• [Stated problem]:
Retype the rows word for word, starting at the line containing "find the wooden signpost;" and continuing through the last line of the rows, with both of those lines included.

• [A block of data]:
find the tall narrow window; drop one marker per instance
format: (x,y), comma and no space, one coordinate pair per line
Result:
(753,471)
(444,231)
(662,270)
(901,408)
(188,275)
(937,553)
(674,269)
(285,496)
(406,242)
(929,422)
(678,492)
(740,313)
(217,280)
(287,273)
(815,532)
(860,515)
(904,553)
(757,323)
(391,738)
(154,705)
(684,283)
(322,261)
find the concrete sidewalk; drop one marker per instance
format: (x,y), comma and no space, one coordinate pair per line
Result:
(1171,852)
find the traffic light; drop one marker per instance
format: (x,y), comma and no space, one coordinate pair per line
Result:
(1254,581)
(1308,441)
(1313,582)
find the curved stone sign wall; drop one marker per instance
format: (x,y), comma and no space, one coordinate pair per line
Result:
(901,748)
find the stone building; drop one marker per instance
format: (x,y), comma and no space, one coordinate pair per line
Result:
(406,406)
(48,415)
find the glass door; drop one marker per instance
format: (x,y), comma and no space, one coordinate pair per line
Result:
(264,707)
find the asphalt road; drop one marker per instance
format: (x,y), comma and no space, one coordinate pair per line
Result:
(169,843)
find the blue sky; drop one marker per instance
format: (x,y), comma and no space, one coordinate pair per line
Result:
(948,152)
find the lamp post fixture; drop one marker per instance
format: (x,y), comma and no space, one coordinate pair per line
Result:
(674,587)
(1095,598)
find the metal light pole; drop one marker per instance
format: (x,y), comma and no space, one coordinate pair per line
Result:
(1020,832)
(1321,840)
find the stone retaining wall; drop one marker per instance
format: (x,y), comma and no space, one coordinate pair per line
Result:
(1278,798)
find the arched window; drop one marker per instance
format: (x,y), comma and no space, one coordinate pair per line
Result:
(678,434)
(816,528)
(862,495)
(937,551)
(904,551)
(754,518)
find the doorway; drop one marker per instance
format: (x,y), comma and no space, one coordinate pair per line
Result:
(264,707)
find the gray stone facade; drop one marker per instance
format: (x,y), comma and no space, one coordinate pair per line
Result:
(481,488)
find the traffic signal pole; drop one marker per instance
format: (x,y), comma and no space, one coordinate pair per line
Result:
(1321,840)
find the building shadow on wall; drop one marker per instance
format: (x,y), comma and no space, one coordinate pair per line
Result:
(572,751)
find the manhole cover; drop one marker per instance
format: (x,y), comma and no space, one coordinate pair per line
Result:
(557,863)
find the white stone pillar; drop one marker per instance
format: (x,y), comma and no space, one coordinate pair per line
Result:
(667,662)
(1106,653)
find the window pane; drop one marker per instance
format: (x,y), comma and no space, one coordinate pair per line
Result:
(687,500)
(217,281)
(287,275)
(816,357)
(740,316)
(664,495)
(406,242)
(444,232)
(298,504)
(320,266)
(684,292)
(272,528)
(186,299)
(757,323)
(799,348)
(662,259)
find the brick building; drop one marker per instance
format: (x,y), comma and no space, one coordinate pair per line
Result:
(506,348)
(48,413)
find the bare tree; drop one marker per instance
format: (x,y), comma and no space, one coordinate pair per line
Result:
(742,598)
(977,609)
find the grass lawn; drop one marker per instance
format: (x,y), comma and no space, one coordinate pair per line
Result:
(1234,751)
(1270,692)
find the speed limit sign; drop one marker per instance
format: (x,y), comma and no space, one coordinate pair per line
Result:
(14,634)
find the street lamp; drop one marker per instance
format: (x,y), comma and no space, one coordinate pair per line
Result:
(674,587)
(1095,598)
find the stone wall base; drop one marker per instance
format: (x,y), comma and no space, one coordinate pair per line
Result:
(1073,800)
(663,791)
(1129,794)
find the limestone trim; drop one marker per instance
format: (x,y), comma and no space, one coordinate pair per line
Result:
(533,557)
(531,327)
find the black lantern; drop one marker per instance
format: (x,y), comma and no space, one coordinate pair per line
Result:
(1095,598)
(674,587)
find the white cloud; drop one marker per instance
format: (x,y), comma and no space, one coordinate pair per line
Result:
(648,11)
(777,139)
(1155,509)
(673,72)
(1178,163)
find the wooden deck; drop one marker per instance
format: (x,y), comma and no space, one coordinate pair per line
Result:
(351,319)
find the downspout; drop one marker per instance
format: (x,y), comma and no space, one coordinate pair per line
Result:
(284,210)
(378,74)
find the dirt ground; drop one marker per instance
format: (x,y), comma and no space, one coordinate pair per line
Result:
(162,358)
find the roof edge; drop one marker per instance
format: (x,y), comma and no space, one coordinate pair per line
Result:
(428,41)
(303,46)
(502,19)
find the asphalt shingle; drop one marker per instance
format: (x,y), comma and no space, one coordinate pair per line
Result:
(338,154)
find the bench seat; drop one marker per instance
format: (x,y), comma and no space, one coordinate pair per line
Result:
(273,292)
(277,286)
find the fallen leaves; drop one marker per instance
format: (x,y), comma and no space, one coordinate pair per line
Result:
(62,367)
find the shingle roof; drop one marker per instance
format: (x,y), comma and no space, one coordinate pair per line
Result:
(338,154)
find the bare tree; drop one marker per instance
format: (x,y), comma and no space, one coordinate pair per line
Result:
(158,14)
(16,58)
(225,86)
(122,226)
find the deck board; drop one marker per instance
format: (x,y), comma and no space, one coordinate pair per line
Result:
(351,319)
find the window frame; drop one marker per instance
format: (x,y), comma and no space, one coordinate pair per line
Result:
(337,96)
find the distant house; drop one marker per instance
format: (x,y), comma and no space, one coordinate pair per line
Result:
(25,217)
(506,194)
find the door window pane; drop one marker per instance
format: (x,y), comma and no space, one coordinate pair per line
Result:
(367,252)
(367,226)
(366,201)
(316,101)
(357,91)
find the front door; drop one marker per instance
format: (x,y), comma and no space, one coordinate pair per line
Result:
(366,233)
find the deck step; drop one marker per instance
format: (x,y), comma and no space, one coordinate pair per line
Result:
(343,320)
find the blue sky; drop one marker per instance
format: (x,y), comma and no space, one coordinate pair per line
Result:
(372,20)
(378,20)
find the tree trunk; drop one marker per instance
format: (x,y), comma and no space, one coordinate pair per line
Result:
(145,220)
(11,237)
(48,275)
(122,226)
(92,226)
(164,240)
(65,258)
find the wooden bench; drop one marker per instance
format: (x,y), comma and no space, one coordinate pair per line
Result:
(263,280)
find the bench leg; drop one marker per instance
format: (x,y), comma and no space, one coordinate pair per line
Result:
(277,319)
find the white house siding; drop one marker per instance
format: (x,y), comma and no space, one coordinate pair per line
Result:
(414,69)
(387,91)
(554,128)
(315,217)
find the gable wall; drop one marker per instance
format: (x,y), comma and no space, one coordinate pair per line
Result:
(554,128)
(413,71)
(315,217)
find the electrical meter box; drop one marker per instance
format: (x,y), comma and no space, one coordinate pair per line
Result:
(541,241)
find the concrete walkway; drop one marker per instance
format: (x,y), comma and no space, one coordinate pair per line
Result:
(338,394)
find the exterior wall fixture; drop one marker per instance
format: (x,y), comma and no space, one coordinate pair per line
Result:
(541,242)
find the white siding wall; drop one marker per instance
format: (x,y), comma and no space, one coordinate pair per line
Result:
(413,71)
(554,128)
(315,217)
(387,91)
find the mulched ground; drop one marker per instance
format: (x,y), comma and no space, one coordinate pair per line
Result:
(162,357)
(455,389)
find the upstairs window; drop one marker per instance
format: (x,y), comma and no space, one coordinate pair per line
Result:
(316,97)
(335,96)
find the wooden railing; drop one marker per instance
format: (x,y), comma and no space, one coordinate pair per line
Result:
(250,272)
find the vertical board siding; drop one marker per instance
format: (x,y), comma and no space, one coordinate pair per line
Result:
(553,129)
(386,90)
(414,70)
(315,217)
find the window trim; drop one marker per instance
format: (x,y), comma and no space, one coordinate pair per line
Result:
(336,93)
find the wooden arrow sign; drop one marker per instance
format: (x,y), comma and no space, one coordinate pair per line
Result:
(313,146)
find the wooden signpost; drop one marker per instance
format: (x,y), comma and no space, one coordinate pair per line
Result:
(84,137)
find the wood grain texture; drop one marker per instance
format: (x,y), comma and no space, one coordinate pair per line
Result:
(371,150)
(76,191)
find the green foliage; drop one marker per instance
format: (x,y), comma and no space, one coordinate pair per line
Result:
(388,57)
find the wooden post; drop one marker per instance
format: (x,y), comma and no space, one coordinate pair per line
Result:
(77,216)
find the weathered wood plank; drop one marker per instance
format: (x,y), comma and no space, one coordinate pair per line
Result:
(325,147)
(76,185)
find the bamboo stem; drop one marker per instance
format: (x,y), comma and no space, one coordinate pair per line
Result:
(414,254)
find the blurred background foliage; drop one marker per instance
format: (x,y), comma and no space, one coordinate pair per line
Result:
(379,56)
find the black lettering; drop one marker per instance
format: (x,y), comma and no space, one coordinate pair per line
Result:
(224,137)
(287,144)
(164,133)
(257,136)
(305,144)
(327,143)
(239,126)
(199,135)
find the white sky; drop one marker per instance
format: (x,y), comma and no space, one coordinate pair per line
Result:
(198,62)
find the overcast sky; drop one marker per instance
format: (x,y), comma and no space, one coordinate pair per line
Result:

• [Result for this task]:
find the wooden signpost; drop one marker per instance
format: (x,y), comma and no space, one coordinate pair per line
Result:
(84,137)
find the wood grain texture; drop one marker per instance
format: (x,y), comma and no space, one coordinate pair per line
Result:
(371,150)
(76,191)
find the green foliage; drop one marker per instance
format: (x,y), comma and no space, one coordinate pair per line
Result:
(388,57)
find the wooden post; drop one marker per instance
format: (x,y), comma and no space, one coordinate pair per line
Result:
(77,216)
find the weathered wood plank; drop one marker per instance
format: (x,y), comma and no space, one coordinate pair per line
Result:
(325,147)
(76,185)
find the bamboo stem; drop one marker per instance
format: (x,y), comma and no space, one coordinate pair per line
Result:
(414,254)
find the blurred background foliage; drop one marker per instance
format: (x,y), comma and no space, one coordinate pair per line
Result:
(379,56)
find the black lettering; drop one marker per instance
format: (x,y), comma and no space, one coordinate pair per line
Result:
(224,137)
(287,144)
(164,133)
(257,136)
(305,144)
(327,143)
(239,126)
(199,135)
find the white sky; drop one marker per instance
format: (x,y), comma and no space, one coordinate pair per line
Result:
(198,62)
find the overcast sky; drop one marker per instance
format: (x,y), comma and no space, one coordinate pair per line
Result:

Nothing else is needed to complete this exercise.